*** Opening Listed records ***

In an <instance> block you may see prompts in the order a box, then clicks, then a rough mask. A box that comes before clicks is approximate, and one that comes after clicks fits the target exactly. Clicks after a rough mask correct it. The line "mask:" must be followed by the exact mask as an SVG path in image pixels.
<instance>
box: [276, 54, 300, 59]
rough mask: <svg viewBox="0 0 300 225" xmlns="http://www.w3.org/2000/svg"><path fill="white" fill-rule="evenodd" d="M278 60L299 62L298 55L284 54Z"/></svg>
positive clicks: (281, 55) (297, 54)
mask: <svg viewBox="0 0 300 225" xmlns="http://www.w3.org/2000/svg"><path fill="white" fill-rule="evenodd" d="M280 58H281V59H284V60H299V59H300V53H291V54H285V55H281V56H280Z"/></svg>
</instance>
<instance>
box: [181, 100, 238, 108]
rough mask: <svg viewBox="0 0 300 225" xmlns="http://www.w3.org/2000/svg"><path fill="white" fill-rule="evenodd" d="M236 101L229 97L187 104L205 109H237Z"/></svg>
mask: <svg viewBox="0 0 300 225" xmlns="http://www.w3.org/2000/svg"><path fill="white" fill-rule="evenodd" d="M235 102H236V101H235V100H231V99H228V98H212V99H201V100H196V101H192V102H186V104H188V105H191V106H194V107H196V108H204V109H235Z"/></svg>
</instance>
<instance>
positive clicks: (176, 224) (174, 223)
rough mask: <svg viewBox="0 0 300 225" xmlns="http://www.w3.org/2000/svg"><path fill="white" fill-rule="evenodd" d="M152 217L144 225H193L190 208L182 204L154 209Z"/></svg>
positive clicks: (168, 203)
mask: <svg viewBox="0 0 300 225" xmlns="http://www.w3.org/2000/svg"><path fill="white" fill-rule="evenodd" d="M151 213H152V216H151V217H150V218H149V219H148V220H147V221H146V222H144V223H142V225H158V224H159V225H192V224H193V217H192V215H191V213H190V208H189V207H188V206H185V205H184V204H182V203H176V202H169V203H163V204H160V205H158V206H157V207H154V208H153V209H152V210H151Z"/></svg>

*** Closing Listed records ***

== The task ==
Of the lines above, output exactly those from the line bearing "positive clicks: (176, 224) (174, 223)" through the line bearing "217L144 225H193L190 208L182", inclusive.

== Task output ==
positive clicks: (176, 224) (174, 223)
rough mask: <svg viewBox="0 0 300 225" xmlns="http://www.w3.org/2000/svg"><path fill="white" fill-rule="evenodd" d="M152 217L144 225H193L190 208L182 204L154 209Z"/></svg>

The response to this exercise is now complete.